> **What the task asks**
Put every line of the material below into a JSON list of strings, one string per line, with blank lines left out. Leave the pictures out of your answer.

> **Dataset records**
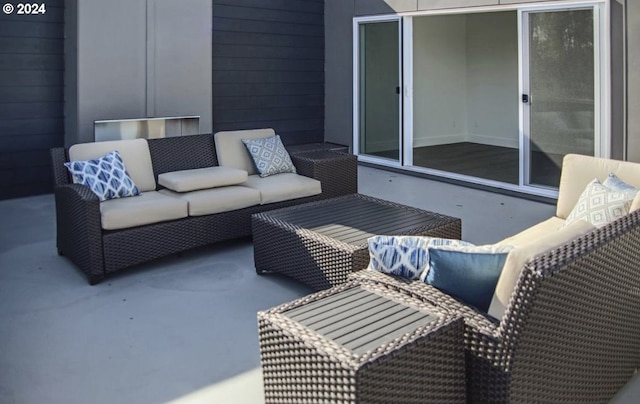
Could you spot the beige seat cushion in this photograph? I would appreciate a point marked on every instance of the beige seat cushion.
(282, 187)
(217, 200)
(135, 155)
(534, 232)
(525, 252)
(146, 208)
(202, 178)
(233, 153)
(579, 170)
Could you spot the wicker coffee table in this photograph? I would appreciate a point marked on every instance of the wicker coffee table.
(361, 343)
(321, 243)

> **Right answer**
[
  "Could you spot the beige seat cushion in this photograph? I would appreciate a point marked on every instance of the beige seat cushion.",
  "(282, 187)",
  "(217, 200)",
  "(135, 155)",
  "(534, 232)",
  "(525, 252)",
  "(146, 208)",
  "(202, 178)",
  "(233, 153)",
  "(579, 170)",
  "Could you spot the wicker coffee table in this photograph? I would appreciate a point marked on every instance of the wicker coffee table.",
  "(361, 343)",
  "(321, 243)"
]